▶ _Record set_
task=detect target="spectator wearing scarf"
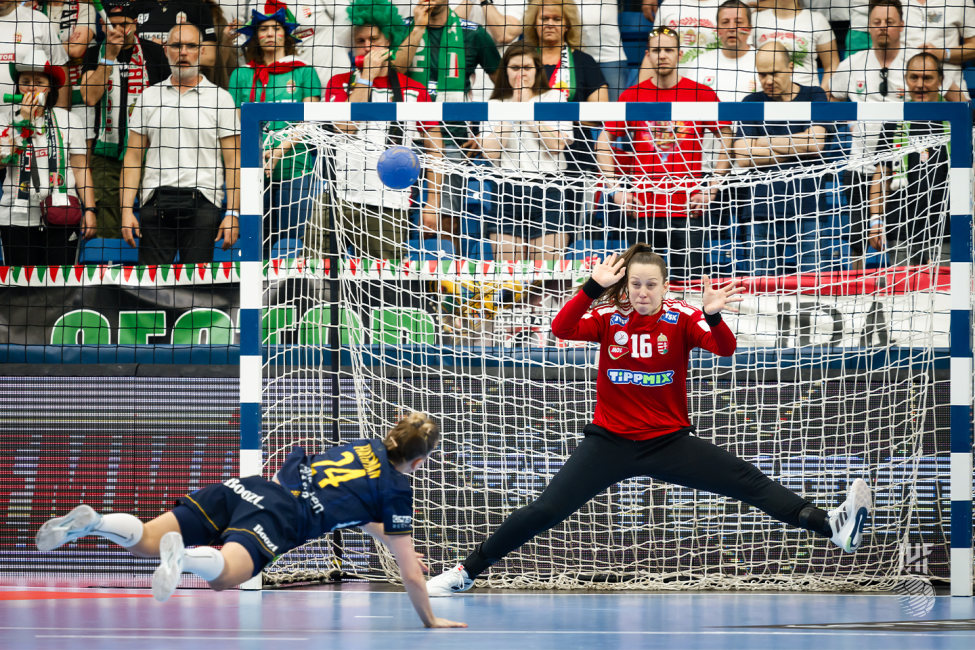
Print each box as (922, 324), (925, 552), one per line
(229, 1), (322, 253)
(524, 0), (614, 215)
(0, 50), (96, 266)
(78, 0), (170, 239)
(394, 0), (501, 235)
(480, 43), (575, 260)
(872, 52), (951, 266)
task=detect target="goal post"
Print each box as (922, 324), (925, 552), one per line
(239, 103), (975, 596)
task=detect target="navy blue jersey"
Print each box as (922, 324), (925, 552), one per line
(277, 440), (413, 539)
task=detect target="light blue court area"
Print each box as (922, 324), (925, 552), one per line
(0, 585), (975, 650)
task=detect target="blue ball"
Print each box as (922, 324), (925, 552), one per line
(376, 146), (420, 190)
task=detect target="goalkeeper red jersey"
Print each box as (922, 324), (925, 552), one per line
(552, 280), (737, 440)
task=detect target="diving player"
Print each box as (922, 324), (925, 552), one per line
(36, 413), (467, 627)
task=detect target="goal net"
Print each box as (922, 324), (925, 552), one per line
(258, 104), (950, 590)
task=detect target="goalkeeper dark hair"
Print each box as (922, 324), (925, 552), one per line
(383, 413), (440, 465)
(345, 0), (407, 50)
(593, 244), (667, 309)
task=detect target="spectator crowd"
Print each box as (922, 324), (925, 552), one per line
(0, 0), (975, 279)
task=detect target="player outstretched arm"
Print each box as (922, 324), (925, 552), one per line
(360, 522), (467, 627)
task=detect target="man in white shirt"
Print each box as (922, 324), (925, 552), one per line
(904, 0), (975, 101)
(641, 0), (724, 66)
(684, 0), (758, 102)
(288, 0), (352, 94)
(121, 23), (240, 265)
(829, 0), (909, 102)
(0, 0), (71, 108)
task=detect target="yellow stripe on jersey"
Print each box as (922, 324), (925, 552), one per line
(224, 528), (275, 557)
(353, 445), (382, 478)
(183, 494), (220, 532)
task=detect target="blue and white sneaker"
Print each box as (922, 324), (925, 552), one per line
(829, 478), (873, 553)
(152, 531), (185, 603)
(34, 504), (102, 551)
(427, 564), (474, 598)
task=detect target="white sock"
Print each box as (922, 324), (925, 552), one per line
(183, 546), (224, 582)
(91, 512), (142, 548)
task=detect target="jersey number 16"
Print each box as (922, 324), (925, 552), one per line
(630, 334), (653, 359)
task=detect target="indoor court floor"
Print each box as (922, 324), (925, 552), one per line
(0, 584), (975, 650)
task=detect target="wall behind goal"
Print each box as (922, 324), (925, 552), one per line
(0, 377), (950, 587)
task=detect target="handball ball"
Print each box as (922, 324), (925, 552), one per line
(377, 146), (420, 190)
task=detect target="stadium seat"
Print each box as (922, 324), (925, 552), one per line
(78, 238), (139, 264)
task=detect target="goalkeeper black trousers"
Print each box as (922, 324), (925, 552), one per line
(463, 424), (825, 578)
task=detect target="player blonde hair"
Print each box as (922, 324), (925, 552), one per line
(524, 0), (582, 50)
(383, 412), (440, 465)
(595, 244), (667, 309)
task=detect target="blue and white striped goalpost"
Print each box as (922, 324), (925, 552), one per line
(238, 102), (975, 596)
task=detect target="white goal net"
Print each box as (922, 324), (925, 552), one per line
(255, 109), (950, 590)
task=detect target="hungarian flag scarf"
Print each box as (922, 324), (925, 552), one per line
(548, 45), (576, 102)
(410, 9), (467, 103)
(247, 57), (306, 103)
(0, 110), (68, 214)
(94, 38), (149, 160)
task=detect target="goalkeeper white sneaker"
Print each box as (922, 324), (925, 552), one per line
(427, 564), (474, 598)
(152, 532), (184, 603)
(829, 478), (873, 553)
(34, 505), (102, 551)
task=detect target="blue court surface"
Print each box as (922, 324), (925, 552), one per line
(0, 584), (975, 650)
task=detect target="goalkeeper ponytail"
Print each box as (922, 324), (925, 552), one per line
(383, 413), (440, 465)
(594, 244), (667, 309)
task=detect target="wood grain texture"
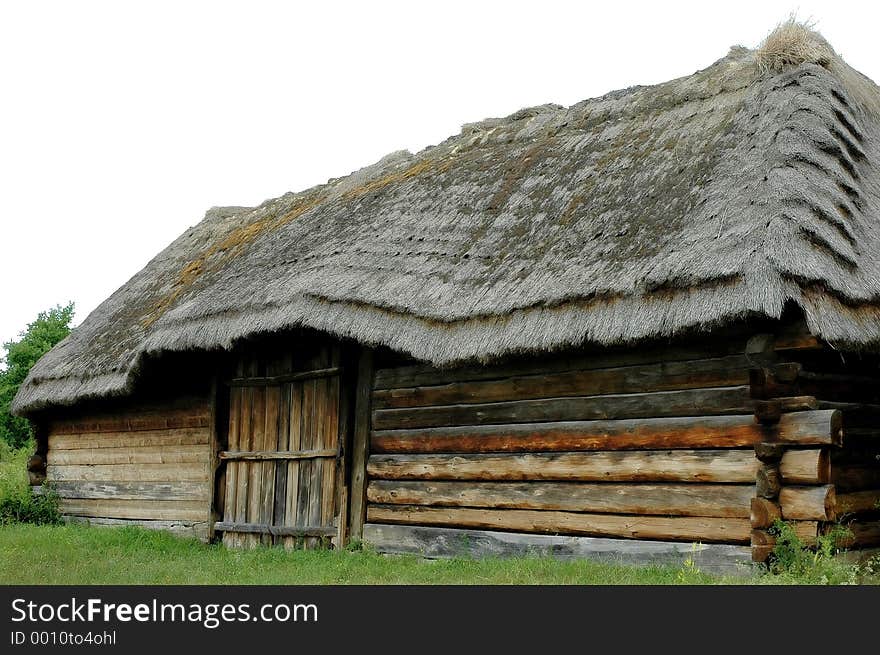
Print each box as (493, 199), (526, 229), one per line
(364, 523), (751, 575)
(834, 489), (880, 517)
(46, 462), (211, 482)
(749, 498), (782, 529)
(367, 505), (751, 544)
(53, 480), (210, 502)
(348, 348), (374, 539)
(60, 498), (206, 522)
(779, 484), (835, 521)
(373, 386), (753, 430)
(367, 480), (754, 518)
(49, 428), (211, 451)
(373, 334), (750, 389)
(373, 355), (749, 409)
(370, 414), (766, 453)
(48, 444), (211, 466)
(367, 450), (759, 483)
(779, 448), (831, 484)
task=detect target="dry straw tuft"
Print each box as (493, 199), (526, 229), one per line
(755, 17), (880, 116)
(755, 17), (837, 73)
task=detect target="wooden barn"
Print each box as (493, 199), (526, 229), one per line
(15, 24), (880, 569)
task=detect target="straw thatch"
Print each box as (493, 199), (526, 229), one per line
(15, 28), (880, 412)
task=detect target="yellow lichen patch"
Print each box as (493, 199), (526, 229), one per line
(142, 194), (326, 327)
(342, 159), (451, 200)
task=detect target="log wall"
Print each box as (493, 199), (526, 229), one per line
(45, 392), (213, 540)
(364, 330), (776, 561)
(755, 347), (880, 550)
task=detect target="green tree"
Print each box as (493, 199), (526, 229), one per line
(0, 302), (74, 448)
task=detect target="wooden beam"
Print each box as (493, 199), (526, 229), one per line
(227, 366), (342, 387)
(774, 409), (843, 446)
(367, 449), (758, 483)
(348, 348), (373, 539)
(373, 386), (754, 430)
(371, 414), (767, 453)
(53, 480), (211, 507)
(749, 498), (782, 529)
(364, 523), (751, 575)
(214, 521), (336, 537)
(60, 498), (208, 522)
(367, 505), (751, 544)
(375, 334), (747, 389)
(779, 448), (831, 484)
(48, 444), (211, 466)
(779, 484), (835, 521)
(373, 355), (749, 409)
(834, 489), (880, 517)
(220, 448), (339, 461)
(49, 427), (211, 452)
(367, 480), (754, 518)
(46, 461), (211, 482)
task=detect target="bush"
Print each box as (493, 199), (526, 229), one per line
(0, 303), (73, 448)
(0, 441), (61, 525)
(770, 519), (859, 584)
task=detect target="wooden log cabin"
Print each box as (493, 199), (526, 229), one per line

▶ _Aim_
Can you copy out the lines above, from the very first one up to and including the line with "(277, 440), (413, 539)", leaving the pictures out?

▶ _Solved problem_
task=detect target="spectator wearing scarf"
Print each box as (922, 324), (925, 552), one per line
(229, 1), (322, 253)
(524, 0), (614, 215)
(0, 50), (96, 266)
(78, 0), (170, 239)
(394, 0), (501, 235)
(480, 43), (575, 260)
(872, 52), (951, 266)
task=detect target="goal post"
Print each box as (922, 324), (925, 552), one per line
(239, 103), (975, 596)
task=detect target="navy blue jersey"
Print each box as (922, 324), (925, 552), one per line
(277, 440), (413, 539)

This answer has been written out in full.